*** DATA IN THIS EXERCISE Section Begins ***

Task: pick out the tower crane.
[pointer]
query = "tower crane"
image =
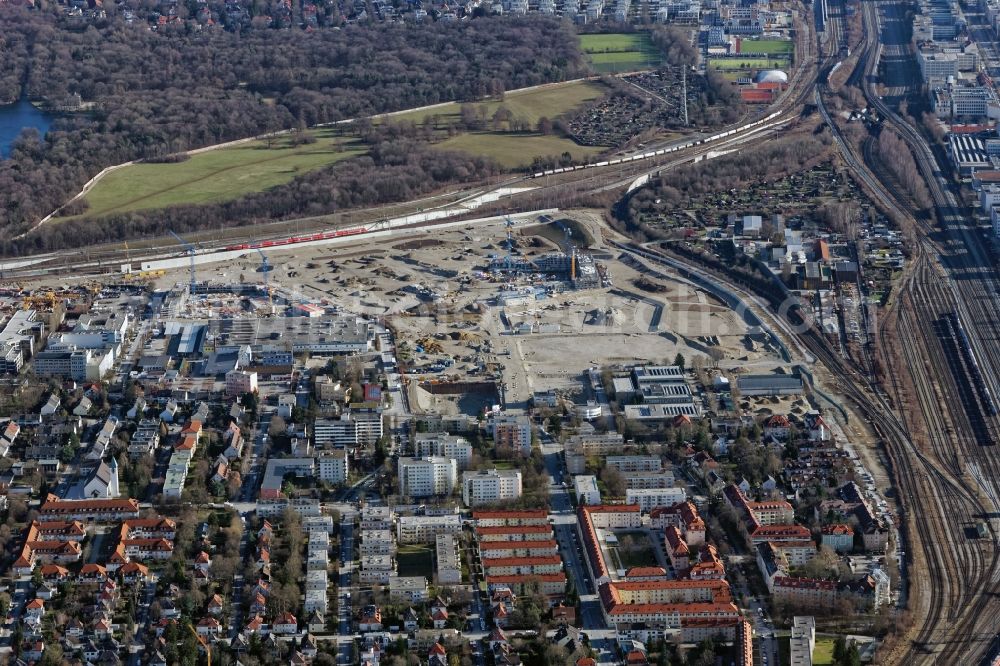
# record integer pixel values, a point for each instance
(191, 250)
(265, 268)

*** DATA IN THIS EXERCISE Section Ends ***

WHAT YOU NEED TO DO: From the entries, copy out each line containing the word "crane".

RESPONSE AREA:
Task: pick out the tower crane.
query = "tower crane"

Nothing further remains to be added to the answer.